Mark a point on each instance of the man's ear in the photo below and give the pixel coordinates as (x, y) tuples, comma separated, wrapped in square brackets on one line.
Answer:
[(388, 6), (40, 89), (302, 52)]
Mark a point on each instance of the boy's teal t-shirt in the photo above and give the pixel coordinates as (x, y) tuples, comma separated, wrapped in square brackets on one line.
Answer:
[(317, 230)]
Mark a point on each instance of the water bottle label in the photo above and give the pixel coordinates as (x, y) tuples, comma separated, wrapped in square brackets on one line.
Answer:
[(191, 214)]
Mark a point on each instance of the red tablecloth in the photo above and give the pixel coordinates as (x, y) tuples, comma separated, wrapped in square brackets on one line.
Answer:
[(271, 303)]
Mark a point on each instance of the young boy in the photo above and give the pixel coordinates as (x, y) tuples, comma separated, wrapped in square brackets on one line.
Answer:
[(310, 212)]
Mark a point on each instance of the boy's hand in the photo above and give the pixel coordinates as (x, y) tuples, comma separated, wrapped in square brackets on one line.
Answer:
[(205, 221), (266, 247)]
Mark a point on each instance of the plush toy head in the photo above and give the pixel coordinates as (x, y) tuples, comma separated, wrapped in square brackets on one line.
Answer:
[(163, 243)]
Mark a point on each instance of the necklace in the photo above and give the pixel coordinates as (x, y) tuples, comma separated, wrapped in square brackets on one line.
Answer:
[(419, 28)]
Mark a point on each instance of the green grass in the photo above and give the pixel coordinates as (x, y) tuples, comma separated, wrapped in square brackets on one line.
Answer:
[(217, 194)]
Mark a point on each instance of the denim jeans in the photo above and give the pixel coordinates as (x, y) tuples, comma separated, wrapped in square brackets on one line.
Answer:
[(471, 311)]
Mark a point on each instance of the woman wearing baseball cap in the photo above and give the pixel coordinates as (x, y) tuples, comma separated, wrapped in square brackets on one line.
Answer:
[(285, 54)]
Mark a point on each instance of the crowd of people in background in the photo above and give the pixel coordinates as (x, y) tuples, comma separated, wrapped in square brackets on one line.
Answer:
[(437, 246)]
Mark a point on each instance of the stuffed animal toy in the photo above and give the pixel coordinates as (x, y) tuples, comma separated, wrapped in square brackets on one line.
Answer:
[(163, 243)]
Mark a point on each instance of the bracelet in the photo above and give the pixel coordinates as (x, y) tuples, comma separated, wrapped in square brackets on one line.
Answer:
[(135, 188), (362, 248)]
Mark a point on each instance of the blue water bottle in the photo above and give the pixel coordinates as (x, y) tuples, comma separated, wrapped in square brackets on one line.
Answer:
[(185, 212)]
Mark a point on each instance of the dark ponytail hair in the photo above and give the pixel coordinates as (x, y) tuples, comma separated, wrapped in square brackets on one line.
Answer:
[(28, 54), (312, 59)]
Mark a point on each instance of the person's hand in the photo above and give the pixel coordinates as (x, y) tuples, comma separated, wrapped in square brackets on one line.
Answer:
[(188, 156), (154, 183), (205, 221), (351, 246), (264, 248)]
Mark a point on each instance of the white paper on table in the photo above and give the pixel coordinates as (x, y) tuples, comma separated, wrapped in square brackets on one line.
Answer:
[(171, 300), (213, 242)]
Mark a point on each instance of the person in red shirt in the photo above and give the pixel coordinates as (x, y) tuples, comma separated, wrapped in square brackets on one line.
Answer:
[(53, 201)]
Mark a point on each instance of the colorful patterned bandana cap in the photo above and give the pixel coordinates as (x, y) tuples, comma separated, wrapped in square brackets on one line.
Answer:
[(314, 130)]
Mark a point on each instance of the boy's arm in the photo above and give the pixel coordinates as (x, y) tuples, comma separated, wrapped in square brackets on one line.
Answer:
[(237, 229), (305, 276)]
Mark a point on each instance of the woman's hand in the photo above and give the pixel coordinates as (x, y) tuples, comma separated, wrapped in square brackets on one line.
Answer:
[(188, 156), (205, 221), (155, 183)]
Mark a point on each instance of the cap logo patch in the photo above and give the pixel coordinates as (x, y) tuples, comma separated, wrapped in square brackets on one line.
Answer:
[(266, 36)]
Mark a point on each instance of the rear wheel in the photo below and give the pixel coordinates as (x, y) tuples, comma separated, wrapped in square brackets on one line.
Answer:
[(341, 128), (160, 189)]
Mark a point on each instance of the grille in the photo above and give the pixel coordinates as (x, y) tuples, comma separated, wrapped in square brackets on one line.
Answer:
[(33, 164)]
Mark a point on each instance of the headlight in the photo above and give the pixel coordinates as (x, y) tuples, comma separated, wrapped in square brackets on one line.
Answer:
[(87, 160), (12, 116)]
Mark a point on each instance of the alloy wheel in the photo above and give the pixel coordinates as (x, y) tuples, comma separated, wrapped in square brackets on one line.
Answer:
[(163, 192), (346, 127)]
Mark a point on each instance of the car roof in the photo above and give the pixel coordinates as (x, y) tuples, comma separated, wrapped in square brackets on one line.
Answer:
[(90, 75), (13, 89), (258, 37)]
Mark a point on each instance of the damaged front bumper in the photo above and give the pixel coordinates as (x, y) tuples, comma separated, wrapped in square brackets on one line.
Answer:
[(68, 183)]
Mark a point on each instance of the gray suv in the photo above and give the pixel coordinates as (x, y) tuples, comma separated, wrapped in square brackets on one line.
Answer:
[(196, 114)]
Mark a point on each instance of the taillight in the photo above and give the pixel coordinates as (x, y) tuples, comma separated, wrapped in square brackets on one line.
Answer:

____

> [GOAL OF THE EXERCISE]:
Please filter the entries above down to the lines holding "water" and copy them.

> [OUTPUT FOR THIS TASK]:
Mark a point on each instance of the water bottle label in the photo above and give the pixel coordinates as (x, y) tuples, comma separated, wrapped in square brackets on one line.
Mark a point on each instance of the blue water bottle in the photo above and give the pixel coordinates as (x, y) tuples, comma separated, wrapped in square brackets on one line.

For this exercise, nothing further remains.